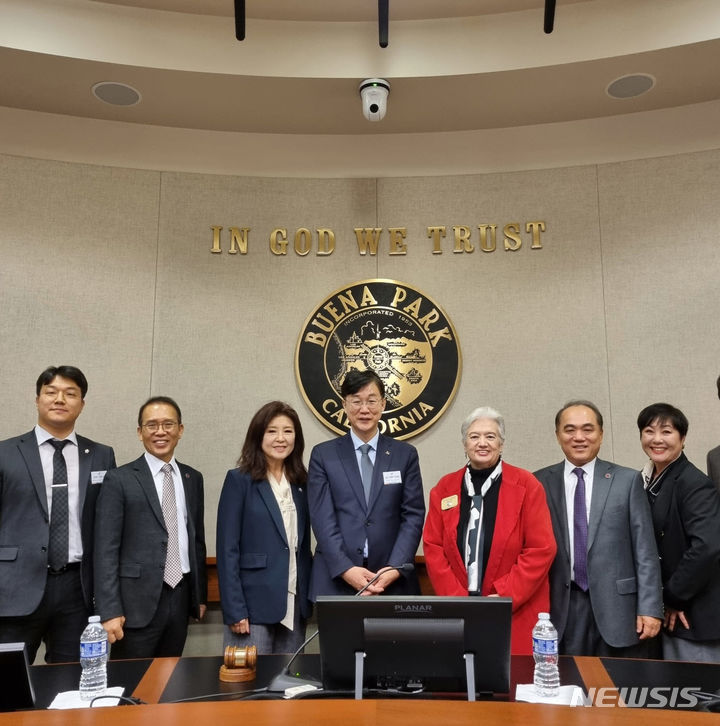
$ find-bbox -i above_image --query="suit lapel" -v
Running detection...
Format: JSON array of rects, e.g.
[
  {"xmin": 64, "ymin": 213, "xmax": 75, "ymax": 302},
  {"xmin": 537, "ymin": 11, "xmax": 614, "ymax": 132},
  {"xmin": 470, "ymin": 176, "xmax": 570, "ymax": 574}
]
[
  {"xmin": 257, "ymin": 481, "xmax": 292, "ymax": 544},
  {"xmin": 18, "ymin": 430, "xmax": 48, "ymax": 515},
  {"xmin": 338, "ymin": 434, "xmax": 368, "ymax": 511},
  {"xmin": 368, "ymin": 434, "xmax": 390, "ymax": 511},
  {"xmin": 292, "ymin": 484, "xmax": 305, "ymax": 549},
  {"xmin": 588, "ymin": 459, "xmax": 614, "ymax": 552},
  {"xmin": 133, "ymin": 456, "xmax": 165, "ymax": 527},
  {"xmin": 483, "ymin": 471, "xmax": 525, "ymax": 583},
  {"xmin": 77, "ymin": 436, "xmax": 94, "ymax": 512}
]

### SHORT TASK
Rewrite every line of the records above as a numbered list, skipping blank lines. Leave the pictures out.

### RESULT FOR THIS EXERCISE
1. $ find-bbox -i above_image --query="suit lapel" -v
2. Running detection...
3. Format: JSON array of rects, e.g.
4. [
5.   {"xmin": 64, "ymin": 213, "xmax": 75, "ymax": 302},
6.   {"xmin": 537, "ymin": 11, "xmax": 614, "ymax": 132},
7.   {"xmin": 470, "ymin": 176, "xmax": 570, "ymax": 574}
8. ]
9. [
10.   {"xmin": 257, "ymin": 481, "xmax": 292, "ymax": 544},
11.   {"xmin": 18, "ymin": 430, "xmax": 48, "ymax": 515},
12.   {"xmin": 338, "ymin": 434, "xmax": 368, "ymax": 511},
13.   {"xmin": 368, "ymin": 434, "xmax": 390, "ymax": 511},
14.   {"xmin": 292, "ymin": 484, "xmax": 305, "ymax": 549},
15.   {"xmin": 588, "ymin": 459, "xmax": 614, "ymax": 552},
16.   {"xmin": 133, "ymin": 456, "xmax": 165, "ymax": 527},
17.   {"xmin": 483, "ymin": 471, "xmax": 525, "ymax": 583},
18.   {"xmin": 77, "ymin": 436, "xmax": 94, "ymax": 512}
19. ]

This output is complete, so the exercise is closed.